═══ Provided data ═══
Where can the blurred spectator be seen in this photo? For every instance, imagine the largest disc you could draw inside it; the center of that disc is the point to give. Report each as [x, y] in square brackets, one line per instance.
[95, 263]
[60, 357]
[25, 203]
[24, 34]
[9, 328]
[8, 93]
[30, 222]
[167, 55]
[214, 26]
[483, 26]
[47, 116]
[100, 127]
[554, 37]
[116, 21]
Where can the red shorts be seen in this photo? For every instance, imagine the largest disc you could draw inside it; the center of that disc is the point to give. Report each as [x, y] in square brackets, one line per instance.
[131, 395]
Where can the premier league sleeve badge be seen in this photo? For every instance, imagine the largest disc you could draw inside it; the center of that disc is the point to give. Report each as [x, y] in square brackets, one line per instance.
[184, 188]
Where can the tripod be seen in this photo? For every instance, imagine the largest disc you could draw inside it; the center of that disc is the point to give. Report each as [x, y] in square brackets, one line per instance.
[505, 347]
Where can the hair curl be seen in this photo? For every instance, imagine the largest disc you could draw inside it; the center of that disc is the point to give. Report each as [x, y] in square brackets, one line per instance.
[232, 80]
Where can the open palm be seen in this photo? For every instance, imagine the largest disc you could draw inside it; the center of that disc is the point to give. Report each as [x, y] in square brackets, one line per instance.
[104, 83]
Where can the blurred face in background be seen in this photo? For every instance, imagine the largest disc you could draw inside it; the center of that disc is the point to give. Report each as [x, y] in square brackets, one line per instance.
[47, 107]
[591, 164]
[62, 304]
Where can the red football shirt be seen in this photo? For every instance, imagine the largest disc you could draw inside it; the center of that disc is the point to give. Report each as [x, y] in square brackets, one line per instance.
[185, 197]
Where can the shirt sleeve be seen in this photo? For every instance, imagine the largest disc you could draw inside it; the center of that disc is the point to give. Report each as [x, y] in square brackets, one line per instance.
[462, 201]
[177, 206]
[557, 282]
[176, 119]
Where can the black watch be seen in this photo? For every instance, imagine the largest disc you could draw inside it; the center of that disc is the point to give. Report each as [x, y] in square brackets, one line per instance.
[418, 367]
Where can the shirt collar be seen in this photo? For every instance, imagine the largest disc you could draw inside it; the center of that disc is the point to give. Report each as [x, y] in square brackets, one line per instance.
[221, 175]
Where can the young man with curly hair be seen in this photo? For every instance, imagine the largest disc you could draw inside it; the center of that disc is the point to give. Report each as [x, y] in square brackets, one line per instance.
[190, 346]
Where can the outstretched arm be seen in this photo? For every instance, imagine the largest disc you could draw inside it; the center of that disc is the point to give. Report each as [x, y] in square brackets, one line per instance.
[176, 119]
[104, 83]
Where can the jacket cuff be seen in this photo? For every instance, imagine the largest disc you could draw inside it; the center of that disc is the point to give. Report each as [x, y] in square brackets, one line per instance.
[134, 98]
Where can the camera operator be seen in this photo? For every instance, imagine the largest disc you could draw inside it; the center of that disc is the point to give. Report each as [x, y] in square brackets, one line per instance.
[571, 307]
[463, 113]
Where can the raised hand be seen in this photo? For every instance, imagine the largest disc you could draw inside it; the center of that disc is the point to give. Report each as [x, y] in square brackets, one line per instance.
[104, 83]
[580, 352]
═══
- **Exercise brief**
Everything in the material should be repeated exactly as written.

- **Task solution**
Where can the blurred spectator be seen in this photo? For every instance, imagine the largest disc you could draw inside it; the center of that disc is the point to give. Report each as [x, y] in square brackets, one line per instance.
[95, 263]
[60, 357]
[25, 203]
[24, 34]
[9, 328]
[8, 93]
[30, 222]
[167, 55]
[214, 26]
[483, 26]
[47, 116]
[100, 127]
[554, 37]
[116, 21]
Where can the red shorts be seen in this photo? For every instance, imagine the largest disc you could draw inside it; the center of that disc is the point to give. Report each as [x, y] in square brackets, one line per instance.
[131, 395]
Where can the premier league sleeve badge be seen in this photo? For every instance, imagine the largest disc you could draw inside it; the center of that disc is the point to give. Report each as [x, y] in square brackets, one line per instance.
[184, 188]
Where can the tripod be seen in this photo? For every instance, imagine the largest disc you could draw inside it; the center of that disc is the point to give. Report each as [x, y] in square brackets, one line per instance.
[505, 347]
Where can the hair curl be seen in this photo? For every instance, imagine the largest disc you could draw inside it; the center of that disc is the point to give. Report each as [x, y] in square brackets, one line per instance.
[232, 80]
Where can the open palm be seen in this photo? For every instance, imagine the largest disc you could draw inside it; the center of that disc is the point to give. Report each as [x, y] in square brackets, one line per instance.
[104, 83]
Where can the blurred face in background be seen in this photo? For every instance, imagine the largest disc you could draw inside it; the center of that disc is the point to give. Report each as [x, y] in square brackets, one line per instance.
[47, 107]
[591, 164]
[62, 304]
Where can the red football shirt be seen in this photo? For every instance, imagine the largest disc you could draw inside it; the center of that disc is the point to give. Report each as [x, y] in square brackets, one line per instance.
[185, 197]
Where can the shirt sleeve be seen in this photo? For every instance, imagine the largest disc you could draw inside it; the center of that disc is the point to give. Report each as [x, y] in square brackets, one line per instance.
[462, 201]
[177, 206]
[557, 282]
[176, 119]
Where can the black watch be seen in this photo? For every instance, imagine the largest disc you could draw inside it; the center of that disc is the point to give. Report each as [x, y] in square brackets, one line per instance.
[418, 367]
Where can the shirt collar be seen in this photo? For every instance, imagine the largest disc you could draw inside it; the center of that disc is the point to give. Report each as [x, y] in square brackets, one line per instance.
[221, 175]
Where can the young man with curly hair be seen in this photo? For every instance, imagine the largest disc you could draw inside it; the center of that disc is the point to give. Report each as [x, y] in square brackets, one line per instance.
[190, 346]
Where can the outstretched arm be seen in this photo? For every instance, imagine the largest disc you could draw inside it; the center of that disc is the point to give. Report each as [x, y] in square brackets, one line per instance.
[176, 119]
[104, 83]
Where can the jacket cuff be seen in this photo? For every instance, imagine the largest disc you could draw inside it; the center of that disc is the point to give. Report each as [x, y] in square brackets, one line per instance.
[134, 98]
Where can the camera operator be seen in this photo? For every instance, imagine the largest disc you could draw inside it; the center of that disc is the point to give. Report each as [x, y] in square brackets, one line per instance.
[571, 307]
[463, 113]
Where can the raised hand be seen in this photo? For every instance, imagine the largest disc you could draw inside it; the center of that disc is the point to give. Report each as [x, y] in square brackets, one line per instance.
[104, 83]
[580, 352]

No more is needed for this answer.